Texte fourni |
Entre-temps, la question des importations en provenance d’Ukraine sera inscrite à l’ordre du jour de la réunion des ministres de I’Agriculture de l’UE de mardi prochain (25 avril).
Les couloirs de solidarité
Après la mise en place par l’UE des couloirs de solidarité pour faciliter les importations depuis l’Ukraine, de grandes quantités de céréales ukrainiennes, moins chères et parfois de moindre qualité, ont fini par rester dans certains États d’Europe centrale.
C’est le cas notamment en Pologne, en Roumanie, en Hongrie et en Bulgarie, où les prix et les ventes des céréales locales ont chuté, faisant perdre leur gagne-pain à beaucoup d’agriculteurs.
« Les négociations sont en cours. Il y a un obstacle : nous, la Pologne, devons être sûrs à 100 % que les produits qui entrent en Pologne n’y resteront pas. C’est ce que nous avons promis aux agriculteurs polonais, et nous devons élaborer des mécanismes appropriés », a déclaré lors d’un point de presse le ministre de I’Agriculture, Robert Telus, cité par l’Agence de presse polonaise (PAP).

Données du corpus |
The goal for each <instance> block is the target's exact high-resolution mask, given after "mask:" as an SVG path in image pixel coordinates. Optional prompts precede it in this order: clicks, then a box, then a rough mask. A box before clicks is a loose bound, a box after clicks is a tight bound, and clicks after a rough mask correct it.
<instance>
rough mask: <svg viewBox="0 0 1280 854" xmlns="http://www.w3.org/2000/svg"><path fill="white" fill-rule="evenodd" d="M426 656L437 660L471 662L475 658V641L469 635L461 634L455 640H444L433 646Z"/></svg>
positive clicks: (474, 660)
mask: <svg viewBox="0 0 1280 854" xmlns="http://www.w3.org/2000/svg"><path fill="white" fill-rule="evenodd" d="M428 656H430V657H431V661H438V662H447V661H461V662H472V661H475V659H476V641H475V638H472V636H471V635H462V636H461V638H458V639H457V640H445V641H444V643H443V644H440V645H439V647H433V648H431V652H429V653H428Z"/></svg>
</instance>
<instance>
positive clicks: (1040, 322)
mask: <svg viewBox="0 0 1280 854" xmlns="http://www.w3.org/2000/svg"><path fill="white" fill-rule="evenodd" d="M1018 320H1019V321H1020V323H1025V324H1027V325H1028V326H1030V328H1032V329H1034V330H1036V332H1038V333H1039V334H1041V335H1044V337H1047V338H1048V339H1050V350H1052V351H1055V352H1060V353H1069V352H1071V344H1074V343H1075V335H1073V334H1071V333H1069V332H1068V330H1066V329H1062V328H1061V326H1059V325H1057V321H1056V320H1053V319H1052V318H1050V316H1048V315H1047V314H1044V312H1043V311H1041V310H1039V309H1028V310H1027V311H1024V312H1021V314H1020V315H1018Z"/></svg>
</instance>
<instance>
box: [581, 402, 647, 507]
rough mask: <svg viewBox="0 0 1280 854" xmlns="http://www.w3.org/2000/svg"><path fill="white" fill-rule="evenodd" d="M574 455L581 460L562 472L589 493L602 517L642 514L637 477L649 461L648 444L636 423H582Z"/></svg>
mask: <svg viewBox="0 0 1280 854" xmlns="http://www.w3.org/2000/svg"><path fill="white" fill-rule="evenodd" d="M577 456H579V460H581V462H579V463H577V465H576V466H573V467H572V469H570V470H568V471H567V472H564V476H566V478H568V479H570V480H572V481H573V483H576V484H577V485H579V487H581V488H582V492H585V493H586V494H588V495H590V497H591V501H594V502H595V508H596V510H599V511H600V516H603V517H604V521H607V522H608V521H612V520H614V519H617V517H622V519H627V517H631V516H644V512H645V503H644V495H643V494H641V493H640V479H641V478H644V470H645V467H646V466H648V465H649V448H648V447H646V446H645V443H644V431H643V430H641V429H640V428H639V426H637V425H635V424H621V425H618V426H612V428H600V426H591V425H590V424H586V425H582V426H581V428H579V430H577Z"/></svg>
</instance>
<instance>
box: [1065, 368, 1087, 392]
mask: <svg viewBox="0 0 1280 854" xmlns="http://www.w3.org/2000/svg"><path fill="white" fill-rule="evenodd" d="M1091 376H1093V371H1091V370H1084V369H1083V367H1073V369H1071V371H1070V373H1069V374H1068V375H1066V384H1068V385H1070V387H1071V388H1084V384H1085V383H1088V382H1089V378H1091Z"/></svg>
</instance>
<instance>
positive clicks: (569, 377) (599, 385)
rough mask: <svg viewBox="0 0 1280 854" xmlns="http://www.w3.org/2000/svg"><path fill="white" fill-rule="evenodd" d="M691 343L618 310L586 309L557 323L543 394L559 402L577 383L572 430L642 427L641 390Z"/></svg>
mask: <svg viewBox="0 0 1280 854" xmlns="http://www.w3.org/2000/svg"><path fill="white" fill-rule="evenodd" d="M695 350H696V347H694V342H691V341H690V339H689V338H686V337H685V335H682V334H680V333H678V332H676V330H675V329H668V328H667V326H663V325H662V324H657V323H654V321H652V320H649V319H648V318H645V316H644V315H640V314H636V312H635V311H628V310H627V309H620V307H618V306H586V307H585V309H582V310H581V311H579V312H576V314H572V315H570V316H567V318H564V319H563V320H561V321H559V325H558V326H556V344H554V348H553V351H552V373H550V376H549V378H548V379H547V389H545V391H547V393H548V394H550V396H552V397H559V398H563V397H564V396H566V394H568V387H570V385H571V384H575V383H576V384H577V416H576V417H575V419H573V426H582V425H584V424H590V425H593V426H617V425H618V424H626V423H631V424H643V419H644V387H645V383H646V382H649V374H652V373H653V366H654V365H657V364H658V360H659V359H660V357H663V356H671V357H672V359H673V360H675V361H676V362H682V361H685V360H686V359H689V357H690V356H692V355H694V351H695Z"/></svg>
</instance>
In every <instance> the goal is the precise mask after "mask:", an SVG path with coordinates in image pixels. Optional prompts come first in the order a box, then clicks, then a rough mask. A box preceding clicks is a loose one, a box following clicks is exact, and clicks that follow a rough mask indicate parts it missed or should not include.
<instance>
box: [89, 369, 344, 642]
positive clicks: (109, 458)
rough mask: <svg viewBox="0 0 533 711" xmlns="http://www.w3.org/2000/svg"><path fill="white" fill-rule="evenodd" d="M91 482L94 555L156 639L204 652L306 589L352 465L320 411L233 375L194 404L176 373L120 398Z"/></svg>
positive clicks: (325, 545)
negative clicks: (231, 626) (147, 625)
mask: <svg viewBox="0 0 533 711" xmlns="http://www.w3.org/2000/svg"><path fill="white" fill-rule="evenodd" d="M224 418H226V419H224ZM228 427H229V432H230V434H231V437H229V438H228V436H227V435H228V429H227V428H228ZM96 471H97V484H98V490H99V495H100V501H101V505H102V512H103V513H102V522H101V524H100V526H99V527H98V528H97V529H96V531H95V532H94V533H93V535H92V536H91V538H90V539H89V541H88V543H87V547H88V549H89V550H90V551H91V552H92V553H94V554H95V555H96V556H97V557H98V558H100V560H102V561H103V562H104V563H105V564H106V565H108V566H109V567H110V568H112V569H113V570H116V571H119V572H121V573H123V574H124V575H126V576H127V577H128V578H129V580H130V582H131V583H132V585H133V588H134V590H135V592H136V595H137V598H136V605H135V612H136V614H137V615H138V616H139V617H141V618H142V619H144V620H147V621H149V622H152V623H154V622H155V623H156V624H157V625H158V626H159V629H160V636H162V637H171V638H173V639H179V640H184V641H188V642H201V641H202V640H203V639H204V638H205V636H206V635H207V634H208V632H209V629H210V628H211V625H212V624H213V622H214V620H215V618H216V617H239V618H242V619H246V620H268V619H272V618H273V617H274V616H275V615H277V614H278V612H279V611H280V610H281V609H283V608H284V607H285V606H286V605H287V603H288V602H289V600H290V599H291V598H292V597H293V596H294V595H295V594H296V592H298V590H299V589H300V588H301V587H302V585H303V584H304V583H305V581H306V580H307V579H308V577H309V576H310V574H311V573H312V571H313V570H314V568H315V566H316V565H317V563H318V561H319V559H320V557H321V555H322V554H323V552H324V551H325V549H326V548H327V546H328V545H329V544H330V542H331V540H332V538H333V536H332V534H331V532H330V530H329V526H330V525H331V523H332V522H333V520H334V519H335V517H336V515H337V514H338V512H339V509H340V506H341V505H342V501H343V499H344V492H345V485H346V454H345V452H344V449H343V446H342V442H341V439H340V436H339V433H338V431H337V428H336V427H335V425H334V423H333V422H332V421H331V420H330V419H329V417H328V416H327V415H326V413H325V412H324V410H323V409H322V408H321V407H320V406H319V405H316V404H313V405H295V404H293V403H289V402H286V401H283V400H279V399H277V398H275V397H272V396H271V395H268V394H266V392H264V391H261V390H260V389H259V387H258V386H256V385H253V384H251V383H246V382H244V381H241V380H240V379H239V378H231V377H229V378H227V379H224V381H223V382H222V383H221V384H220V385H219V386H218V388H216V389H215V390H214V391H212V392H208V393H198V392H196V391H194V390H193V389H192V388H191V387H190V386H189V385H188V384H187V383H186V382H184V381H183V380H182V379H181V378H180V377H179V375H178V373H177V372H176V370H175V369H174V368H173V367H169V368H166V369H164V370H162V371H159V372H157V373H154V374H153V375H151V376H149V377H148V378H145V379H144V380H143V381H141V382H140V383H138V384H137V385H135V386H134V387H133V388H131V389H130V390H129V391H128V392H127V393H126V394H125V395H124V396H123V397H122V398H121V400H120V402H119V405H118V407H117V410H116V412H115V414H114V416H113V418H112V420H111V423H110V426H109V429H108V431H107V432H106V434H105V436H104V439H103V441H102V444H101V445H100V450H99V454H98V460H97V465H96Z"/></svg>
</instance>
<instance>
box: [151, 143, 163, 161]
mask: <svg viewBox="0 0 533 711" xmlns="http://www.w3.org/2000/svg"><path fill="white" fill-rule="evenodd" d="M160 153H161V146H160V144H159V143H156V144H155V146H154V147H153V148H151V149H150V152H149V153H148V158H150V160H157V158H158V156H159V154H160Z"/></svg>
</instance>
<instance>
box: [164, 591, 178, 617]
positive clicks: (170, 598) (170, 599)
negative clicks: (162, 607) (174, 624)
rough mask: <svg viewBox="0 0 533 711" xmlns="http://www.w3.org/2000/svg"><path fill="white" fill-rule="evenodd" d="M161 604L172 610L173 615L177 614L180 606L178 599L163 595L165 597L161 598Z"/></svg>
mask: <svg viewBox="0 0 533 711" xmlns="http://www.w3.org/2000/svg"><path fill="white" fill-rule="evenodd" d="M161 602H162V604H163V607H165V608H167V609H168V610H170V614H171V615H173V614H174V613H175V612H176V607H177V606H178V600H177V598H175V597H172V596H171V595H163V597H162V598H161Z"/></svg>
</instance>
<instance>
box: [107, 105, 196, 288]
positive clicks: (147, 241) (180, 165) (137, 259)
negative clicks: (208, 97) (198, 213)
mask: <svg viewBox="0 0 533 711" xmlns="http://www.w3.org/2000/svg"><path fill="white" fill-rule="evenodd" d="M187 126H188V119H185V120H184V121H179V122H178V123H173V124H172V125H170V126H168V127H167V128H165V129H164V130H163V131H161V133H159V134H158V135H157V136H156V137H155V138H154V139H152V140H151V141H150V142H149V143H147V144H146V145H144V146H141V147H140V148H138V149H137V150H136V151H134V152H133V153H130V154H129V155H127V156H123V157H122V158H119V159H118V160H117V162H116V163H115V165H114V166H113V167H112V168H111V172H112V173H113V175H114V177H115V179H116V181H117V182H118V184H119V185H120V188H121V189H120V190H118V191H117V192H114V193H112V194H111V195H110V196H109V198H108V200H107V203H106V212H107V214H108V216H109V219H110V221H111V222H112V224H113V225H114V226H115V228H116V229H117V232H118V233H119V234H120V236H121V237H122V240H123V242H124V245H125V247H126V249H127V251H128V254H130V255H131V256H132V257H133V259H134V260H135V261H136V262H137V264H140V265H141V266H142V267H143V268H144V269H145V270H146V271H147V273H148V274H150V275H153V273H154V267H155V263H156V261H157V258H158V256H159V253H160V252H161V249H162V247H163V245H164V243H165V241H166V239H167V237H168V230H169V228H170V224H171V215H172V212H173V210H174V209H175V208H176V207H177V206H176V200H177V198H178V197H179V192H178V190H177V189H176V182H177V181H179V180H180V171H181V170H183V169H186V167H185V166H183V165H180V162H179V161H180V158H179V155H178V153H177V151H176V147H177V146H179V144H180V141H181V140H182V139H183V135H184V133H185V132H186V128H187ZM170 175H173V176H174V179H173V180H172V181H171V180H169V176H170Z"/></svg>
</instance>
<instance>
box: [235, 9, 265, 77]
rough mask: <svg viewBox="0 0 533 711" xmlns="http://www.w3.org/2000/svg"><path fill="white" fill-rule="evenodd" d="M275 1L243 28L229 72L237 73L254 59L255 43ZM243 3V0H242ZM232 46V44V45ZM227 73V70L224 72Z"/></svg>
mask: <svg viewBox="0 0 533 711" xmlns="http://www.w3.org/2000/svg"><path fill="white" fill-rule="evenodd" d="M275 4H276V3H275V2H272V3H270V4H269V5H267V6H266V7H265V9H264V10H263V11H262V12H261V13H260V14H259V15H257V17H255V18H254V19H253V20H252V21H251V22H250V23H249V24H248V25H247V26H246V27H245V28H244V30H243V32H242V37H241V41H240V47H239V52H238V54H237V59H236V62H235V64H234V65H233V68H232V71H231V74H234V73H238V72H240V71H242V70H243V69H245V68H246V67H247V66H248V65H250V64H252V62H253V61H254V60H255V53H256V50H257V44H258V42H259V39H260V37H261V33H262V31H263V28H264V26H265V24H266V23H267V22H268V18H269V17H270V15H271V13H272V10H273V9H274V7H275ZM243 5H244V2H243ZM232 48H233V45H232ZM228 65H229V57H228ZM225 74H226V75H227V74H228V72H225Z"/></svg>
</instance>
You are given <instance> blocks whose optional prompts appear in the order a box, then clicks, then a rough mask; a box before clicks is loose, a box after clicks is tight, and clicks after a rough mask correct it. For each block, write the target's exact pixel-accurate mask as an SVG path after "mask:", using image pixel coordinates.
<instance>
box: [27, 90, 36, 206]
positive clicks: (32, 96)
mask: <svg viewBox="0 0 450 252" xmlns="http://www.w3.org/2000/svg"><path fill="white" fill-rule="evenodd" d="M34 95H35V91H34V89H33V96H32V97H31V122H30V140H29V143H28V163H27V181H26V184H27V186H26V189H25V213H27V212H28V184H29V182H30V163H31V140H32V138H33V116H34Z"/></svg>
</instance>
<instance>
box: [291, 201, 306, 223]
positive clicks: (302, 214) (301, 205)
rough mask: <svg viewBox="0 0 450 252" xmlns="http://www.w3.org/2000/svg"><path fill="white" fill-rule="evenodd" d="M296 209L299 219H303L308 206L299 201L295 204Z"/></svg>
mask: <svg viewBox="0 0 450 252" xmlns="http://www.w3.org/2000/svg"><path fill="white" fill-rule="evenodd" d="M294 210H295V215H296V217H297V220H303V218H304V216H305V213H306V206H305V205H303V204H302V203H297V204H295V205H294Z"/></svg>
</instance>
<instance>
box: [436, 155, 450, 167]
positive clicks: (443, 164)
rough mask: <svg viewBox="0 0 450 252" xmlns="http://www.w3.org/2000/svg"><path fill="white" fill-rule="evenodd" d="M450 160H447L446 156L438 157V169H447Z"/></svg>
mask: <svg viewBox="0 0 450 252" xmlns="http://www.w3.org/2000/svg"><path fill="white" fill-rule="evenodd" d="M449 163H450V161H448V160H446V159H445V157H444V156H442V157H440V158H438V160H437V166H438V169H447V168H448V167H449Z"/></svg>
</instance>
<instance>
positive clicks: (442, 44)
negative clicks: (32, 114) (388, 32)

Consigne A |
D'après le texte sur les céréales ukrainiennes, dans quels pays les prix et les ventes des céréales locales ont-ils chuté ?
Consigne B |
Recopiez le passage du texte sur les céréales ukrainiennes qui commence par « Entre-temps, la question » et se termine par « États d’Europe centrale. ».

Réponse attendue A |
En Pologne, en Roumanie, en Hongrie et en Bulgarie.

Réponse attendue B |
Entre-temps, la question des importations en provenance d’Ukraine sera inscrite à l’ordre du jour de la réunion des ministres de I’Agriculture de l’UE de mardi prochain (25 avril).
Les couloirs de solidarité
Après la mise en place par l’UE des couloirs de solidarité pour faciliter les importations depuis l’Ukraine, de grandes quantités de céréales ukrainiennes, moins chères et parfois de moindre qualité, ont fini par rester dans certains États d’Europe centrale.